Set down every record once more, exactly as given.

> _DATA RECORDS_:
-- START --

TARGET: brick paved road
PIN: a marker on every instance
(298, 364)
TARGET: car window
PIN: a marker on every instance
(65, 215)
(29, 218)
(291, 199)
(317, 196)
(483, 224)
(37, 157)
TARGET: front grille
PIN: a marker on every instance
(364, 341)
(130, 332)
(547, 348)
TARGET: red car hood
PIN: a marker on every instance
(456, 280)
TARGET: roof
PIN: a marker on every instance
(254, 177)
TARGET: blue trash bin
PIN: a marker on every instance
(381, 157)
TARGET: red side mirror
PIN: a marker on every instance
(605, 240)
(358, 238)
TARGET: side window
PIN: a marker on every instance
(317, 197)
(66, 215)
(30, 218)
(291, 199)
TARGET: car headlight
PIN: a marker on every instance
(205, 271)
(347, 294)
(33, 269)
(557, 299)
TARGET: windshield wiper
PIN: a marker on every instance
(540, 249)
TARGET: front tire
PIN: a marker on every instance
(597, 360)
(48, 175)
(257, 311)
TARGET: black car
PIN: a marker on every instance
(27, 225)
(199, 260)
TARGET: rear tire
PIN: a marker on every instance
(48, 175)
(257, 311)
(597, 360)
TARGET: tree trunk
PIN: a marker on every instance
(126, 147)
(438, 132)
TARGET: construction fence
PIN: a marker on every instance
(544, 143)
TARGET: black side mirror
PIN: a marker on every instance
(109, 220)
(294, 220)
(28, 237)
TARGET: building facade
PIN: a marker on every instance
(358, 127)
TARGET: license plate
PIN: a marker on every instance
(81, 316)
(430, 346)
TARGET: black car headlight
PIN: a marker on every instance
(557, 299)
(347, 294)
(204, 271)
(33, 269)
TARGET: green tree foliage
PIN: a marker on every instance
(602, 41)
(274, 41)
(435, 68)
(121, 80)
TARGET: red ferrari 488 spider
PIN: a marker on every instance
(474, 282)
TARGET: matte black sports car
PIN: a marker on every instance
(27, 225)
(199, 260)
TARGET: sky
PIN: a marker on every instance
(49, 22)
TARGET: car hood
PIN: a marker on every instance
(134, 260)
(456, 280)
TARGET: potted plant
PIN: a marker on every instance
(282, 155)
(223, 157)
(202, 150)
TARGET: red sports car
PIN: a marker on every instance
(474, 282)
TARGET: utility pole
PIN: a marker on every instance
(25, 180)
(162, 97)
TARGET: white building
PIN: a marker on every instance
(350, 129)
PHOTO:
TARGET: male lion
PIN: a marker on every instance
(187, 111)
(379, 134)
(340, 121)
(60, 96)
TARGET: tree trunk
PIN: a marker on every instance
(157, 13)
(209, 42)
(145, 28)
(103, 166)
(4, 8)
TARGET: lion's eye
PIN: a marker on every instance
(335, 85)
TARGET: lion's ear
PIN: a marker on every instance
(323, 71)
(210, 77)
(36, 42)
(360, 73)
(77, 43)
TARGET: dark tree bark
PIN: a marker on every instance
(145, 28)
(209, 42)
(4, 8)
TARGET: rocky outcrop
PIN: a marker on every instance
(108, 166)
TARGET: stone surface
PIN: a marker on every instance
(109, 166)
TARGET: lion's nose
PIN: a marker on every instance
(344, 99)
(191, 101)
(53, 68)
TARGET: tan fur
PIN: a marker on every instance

-- END --

> _WRITTEN SOLUTION_:
TARGET: brick paved road
PIN: a marker on every instance
(298, 364)
TARGET: car window
PIN: a marker on every instance
(65, 215)
(29, 218)
(291, 199)
(317, 196)
(483, 224)
(37, 157)
TARGET: front grille
PIN: a marker on every instance
(364, 341)
(130, 332)
(547, 348)
TARGET: red car hood
PIN: a marker on every instance
(456, 280)
TARGET: roof
PIN: a marker on every instance
(254, 177)
TARGET: blue trash bin
PIN: a marker on every instance
(381, 157)
TARGET: red side mirror
PIN: a marker on every instance
(605, 240)
(358, 238)
TARGET: side window
PIN: a marker on every instance
(317, 197)
(66, 215)
(30, 218)
(291, 199)
TARGET: car headlight
PIN: a marker on every instance
(205, 271)
(347, 294)
(33, 269)
(557, 299)
TARGET: windshield wiper
PIN: a marker on every instance
(540, 249)
TARGET: front tire
PIN: a marker on every instance
(597, 360)
(48, 175)
(257, 311)
TARGET: black car
PIN: a marker on every instance
(27, 225)
(199, 260)
TARGET: rear tire
PIN: a marker on every instance
(48, 175)
(257, 311)
(597, 360)
TARGET: tree trunk
PIN: a marker on every instance
(126, 147)
(438, 132)
TARGET: construction fence
PIN: a marker on every instance
(544, 143)
TARGET: black side mirror
PIN: a marker on every instance
(109, 220)
(294, 220)
(28, 237)
TARGET: building facade
PIN: a marker on every instance
(358, 127)
TARGET: license plate
PIN: a marker on every instance
(81, 316)
(430, 346)
TARGET: black car headlight
PIN: a marker on every instance
(557, 299)
(347, 294)
(204, 271)
(33, 269)
TARGET: green tree foliage
PIN: a marker on every instance
(602, 41)
(274, 41)
(435, 68)
(121, 80)
TARGET: red ferrari 488 spider
PIN: a marker on every instance
(474, 282)
TARGET: matte black sports car
PIN: a marker on every instance
(27, 225)
(199, 260)
TARGET: sky
PIN: a marker on every instance
(49, 22)
TARGET: car hood
PIN: a marker on every instance
(134, 260)
(456, 280)
TARGET: potted plant
PIN: a marker on every instance
(282, 155)
(223, 157)
(202, 150)
TARGET: red sports car
PIN: a marker on every instance
(474, 282)
TARGET: utility pole
PIN: a marker on every instance
(25, 180)
(162, 97)
TARGET: white building
PIN: a marker on every instance
(350, 129)
PHOTO:
TARGET: male lion
PIN: a marker on every instance
(187, 111)
(379, 134)
(340, 121)
(60, 96)
TARGET: tree trunk
PIN: a marker on every instance
(157, 13)
(209, 42)
(145, 28)
(103, 166)
(4, 8)
TARGET: lion's eye
PIN: a marker on every instance
(335, 85)
TARGET: lion's ear
PIN: a marker on every instance
(323, 71)
(210, 77)
(36, 42)
(360, 73)
(77, 43)
TARGET: dark tree bark
PIN: a marker on every instance
(145, 28)
(209, 42)
(4, 8)
TARGET: rocky outcrop
PIN: a marker on every instance
(108, 166)
TARGET: stone surface
PIN: a marker on every instance
(109, 166)
TARGET: lion's nose
PIN: a marker on every instance
(344, 99)
(191, 101)
(53, 68)
TARGET: tan fur
PIN: a marker on every instance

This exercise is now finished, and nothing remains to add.